S3git: Git for Cloud Storage (or Version Control For Data)

s3git: git for Cloud Storage (or Version Control for Data)

s3git applies the git philosophy to Cloud Storage. If you know git, you will know how to use s3git!

s3git is a simple CLI tool that allows you to create a distributed, decentralized and versioned repository. It scales limitlessly to 100s of millions of files and PBs of storage and stores your data safely in S3. Yet huge repos can be cloned on the SSD of your laptop for making local changes, committing and pushing back.

Exactly like git, s3git does not require any server-side components, just download and run the executable. It imports the golang package s3git-go that can be used from other applications as well. Or see the Python module or Ruby gem.

Use cases for s3git

  • Build and Release Management (see example with all Kubernetes releases).
  • DevOps Scenarios
  • Data Consolidation
  • Analytics
  • Photo and Video storage

See use cases for a detailed description of these use cases.

————————

§ **Written request 1**
Rewrite the paragraph of the s3git text that begins "s3git is a simple CLI tool" as a bulleted list, keeping its main facts.
§ **Written request 2**
Carry on the s3git text from where it ends.
The data that comes next is separate from the s3git text.

§ **Extracted data**
————————

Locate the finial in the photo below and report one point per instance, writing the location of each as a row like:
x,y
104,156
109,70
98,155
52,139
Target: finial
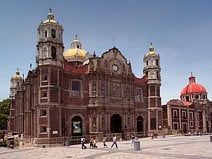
x,y
17,72
94,54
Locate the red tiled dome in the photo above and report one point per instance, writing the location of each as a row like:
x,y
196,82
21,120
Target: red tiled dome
x,y
193,87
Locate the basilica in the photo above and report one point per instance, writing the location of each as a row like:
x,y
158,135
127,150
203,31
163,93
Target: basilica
x,y
72,93
192,113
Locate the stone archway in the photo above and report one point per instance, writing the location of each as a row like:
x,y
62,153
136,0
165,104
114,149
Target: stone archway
x,y
140,124
76,124
116,123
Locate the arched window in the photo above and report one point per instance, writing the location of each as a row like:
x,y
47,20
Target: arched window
x,y
44,52
53,33
45,34
53,52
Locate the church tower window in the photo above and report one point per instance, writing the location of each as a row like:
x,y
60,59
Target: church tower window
x,y
75,88
45,34
53,33
53,52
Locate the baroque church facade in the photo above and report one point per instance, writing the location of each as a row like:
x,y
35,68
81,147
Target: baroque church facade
x,y
72,93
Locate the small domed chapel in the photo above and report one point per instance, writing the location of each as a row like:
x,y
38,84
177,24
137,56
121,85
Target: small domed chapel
x,y
72,93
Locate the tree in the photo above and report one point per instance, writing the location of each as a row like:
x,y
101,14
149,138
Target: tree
x,y
4,113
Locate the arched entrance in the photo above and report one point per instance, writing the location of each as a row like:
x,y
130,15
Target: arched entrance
x,y
76,124
140,126
115,124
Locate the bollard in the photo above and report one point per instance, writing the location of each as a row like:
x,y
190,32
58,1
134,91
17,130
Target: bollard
x,y
137,146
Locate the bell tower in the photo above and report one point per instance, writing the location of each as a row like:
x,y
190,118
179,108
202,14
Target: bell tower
x,y
50,42
152,70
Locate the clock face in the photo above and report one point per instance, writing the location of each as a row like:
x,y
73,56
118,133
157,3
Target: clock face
x,y
115,67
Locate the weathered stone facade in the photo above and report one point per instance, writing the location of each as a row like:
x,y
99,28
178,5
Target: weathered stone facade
x,y
192,113
73,93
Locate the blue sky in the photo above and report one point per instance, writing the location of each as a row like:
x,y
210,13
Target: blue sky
x,y
180,31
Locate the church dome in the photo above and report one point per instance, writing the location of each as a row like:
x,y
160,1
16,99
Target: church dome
x,y
75,53
193,87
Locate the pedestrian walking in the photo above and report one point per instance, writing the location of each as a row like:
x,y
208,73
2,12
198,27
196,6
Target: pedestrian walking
x,y
114,142
104,141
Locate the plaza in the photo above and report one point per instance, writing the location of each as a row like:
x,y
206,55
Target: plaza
x,y
170,147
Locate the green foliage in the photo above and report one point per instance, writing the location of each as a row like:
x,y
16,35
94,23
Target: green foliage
x,y
4,113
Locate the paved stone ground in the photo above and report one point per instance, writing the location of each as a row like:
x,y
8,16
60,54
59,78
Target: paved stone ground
x,y
171,147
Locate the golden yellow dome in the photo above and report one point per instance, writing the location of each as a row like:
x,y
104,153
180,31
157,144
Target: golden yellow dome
x,y
75,54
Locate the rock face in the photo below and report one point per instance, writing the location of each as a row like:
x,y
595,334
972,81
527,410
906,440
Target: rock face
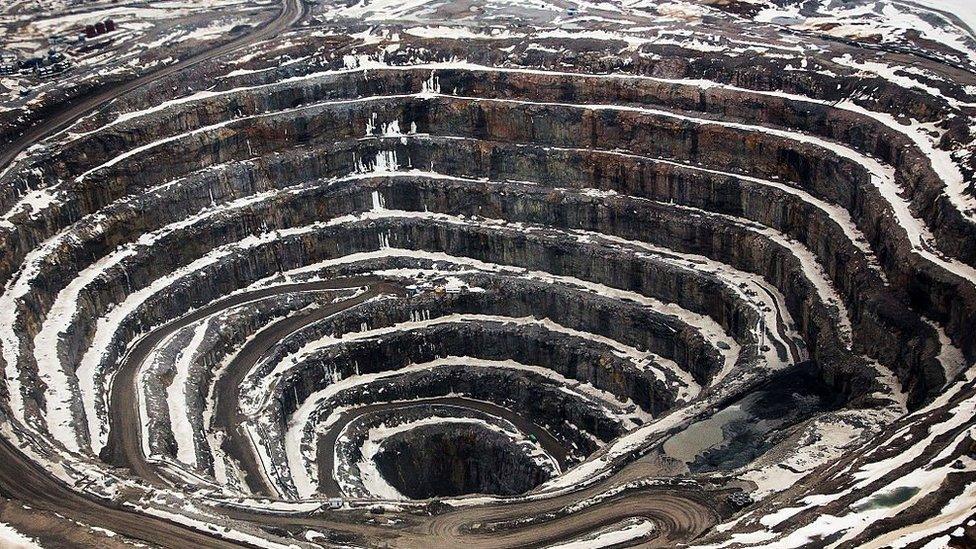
x,y
446,460
601,281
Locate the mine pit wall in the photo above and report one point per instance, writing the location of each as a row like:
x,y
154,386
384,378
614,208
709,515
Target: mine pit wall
x,y
293,252
575,422
572,358
175,250
509,296
222,341
452,459
946,303
860,131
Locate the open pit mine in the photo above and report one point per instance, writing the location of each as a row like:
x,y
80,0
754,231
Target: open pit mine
x,y
498,274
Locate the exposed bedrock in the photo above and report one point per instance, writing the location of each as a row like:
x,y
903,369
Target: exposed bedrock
x,y
552,291
456,459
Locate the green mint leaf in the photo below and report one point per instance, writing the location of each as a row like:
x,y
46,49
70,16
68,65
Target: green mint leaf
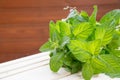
x,y
75,67
56,61
104,34
87,71
115,43
92,18
84,15
65,40
110,16
83,30
79,50
94,46
64,28
113,64
98,65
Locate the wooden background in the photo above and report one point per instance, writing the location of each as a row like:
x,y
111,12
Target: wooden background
x,y
24,23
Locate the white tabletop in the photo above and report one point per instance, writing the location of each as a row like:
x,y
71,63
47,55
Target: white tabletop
x,y
36,67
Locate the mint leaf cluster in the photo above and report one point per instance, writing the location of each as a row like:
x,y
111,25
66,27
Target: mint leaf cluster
x,y
81,43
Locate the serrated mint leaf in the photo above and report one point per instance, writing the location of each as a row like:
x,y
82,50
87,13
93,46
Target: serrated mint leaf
x,y
65,40
83,30
79,52
98,65
113,64
87,71
84,15
92,18
64,28
104,34
56,61
94,46
110,16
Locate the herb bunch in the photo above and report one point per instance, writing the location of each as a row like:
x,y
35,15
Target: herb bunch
x,y
80,43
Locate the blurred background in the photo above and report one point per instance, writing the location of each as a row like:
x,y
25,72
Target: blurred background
x,y
24,23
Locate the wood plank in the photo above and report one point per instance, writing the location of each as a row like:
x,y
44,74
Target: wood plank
x,y
22,16
54,3
40,16
23,31
20,47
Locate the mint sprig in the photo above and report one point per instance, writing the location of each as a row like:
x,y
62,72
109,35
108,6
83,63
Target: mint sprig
x,y
80,43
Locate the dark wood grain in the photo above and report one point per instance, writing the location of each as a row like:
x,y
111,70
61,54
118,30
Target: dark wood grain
x,y
24,24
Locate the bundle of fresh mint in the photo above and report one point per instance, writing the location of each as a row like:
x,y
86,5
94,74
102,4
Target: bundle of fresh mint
x,y
80,43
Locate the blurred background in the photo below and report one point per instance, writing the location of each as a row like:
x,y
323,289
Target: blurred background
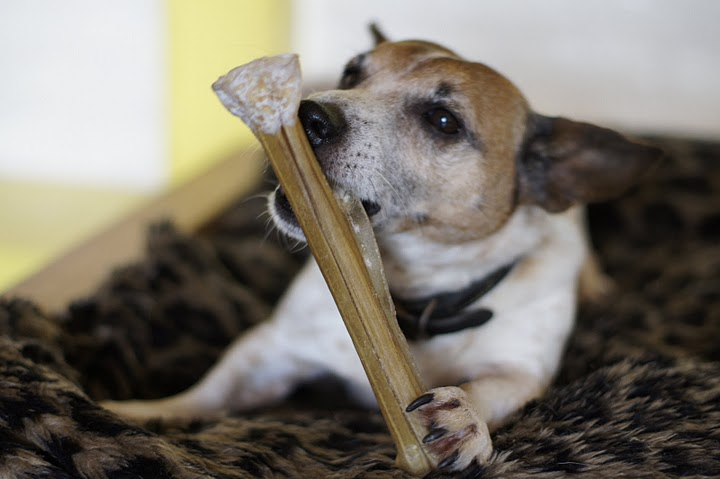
x,y
104,104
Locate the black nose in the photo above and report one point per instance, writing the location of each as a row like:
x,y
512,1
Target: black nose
x,y
322,122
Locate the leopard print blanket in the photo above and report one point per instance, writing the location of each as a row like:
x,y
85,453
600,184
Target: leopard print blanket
x,y
638,396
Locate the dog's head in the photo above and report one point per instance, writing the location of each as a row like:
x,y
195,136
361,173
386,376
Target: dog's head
x,y
428,140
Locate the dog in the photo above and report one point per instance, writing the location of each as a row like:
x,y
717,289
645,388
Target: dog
x,y
477,204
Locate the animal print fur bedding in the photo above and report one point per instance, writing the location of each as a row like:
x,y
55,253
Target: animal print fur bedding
x,y
638,396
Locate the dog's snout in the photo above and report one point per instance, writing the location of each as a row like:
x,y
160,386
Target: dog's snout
x,y
322,122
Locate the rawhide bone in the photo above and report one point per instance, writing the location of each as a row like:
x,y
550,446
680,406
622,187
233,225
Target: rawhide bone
x,y
265,94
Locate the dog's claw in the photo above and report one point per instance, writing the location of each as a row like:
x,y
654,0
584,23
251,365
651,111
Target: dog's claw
x,y
434,435
421,401
449,461
457,435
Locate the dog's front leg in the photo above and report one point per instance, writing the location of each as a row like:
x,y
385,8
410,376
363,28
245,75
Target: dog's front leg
x,y
460,418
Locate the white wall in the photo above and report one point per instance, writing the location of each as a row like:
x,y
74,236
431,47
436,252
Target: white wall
x,y
81,91
648,65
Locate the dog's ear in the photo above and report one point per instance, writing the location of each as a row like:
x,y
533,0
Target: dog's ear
x,y
564,162
378,36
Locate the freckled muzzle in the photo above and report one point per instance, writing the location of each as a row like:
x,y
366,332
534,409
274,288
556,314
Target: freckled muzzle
x,y
323,124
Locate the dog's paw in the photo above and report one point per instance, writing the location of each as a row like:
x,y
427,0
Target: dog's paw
x,y
458,436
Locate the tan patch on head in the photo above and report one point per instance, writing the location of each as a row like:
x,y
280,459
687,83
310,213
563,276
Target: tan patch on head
x,y
451,187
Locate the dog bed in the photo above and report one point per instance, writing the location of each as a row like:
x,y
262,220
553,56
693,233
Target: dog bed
x,y
638,395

————————

§ **Response 1**
- A simple CLI tool for creating a distributed, decentralized, versioned repository
- Scales to hundreds of millions of files and petabytes of storage
- Stores data safely in S3
- Huge repos can be cloned to a laptop's SSD to make local changes, commit them, and push them back

§ **Response 2**
Download binaries

DISCLAIMER: These are PRE-RELEASE binaries -- use at your own peril for now

OSX

Download s3git from https://github.com/s3git/s3git/releases/download/v0.9.2/s3git-darwin-amd64

$ mkdir s3git && cd s3git
$ wget -q -O s3git https://github.com/s3git/s3git/releases/download/v0.9.2/s3git-darwin-amd64
$ chmod +x s3git
$ export PATH=$PATH:${PWD}   # Add current dir where s3git has been downloaded to
$ s3git

Linux

Download s3git from https://github.com/s3git/s3git/releases/download/v0.9.2/s3git-linux-amd64

$ mkdir s3git && cd s3git
$ wget -q -O s3git https://github.com/s3git/s3git/releases/download/v0.9.2/s3git-linux-amd64
$ chmod +x s3git
$ export PATH=$PATH:${PWD}   # Add current dir where s3git has been downloaded to
$ s3git

Windows

Download s3git.exe from https://github.com/s3git/s3git/releases/download/v0.9.1/s3git.exe

C:\Users\Username\Downloads> s3git.exe

Building from source

Build instructions are as follows (see install golang for setting up a working golang environment):

$ go get -d github.com/s3git/s3git
$ cd $GOPATH/src/github.com/s3git/s3git 
$ go install
$ s3git

BLAKE2 Tree Hashing and Storage Format

Read here how s3git uses the BLAKE2 Tree hashing mode for both deduplicated and hydrated storage (and here for info for BLAKE2 at scale).

Example workflow

Here is a simple workflow to create a new repository and populate it with some data:

$ mkdir s3git-repo && cd s3git-repo
$ s3git init
Initialized empty s3git repository in ...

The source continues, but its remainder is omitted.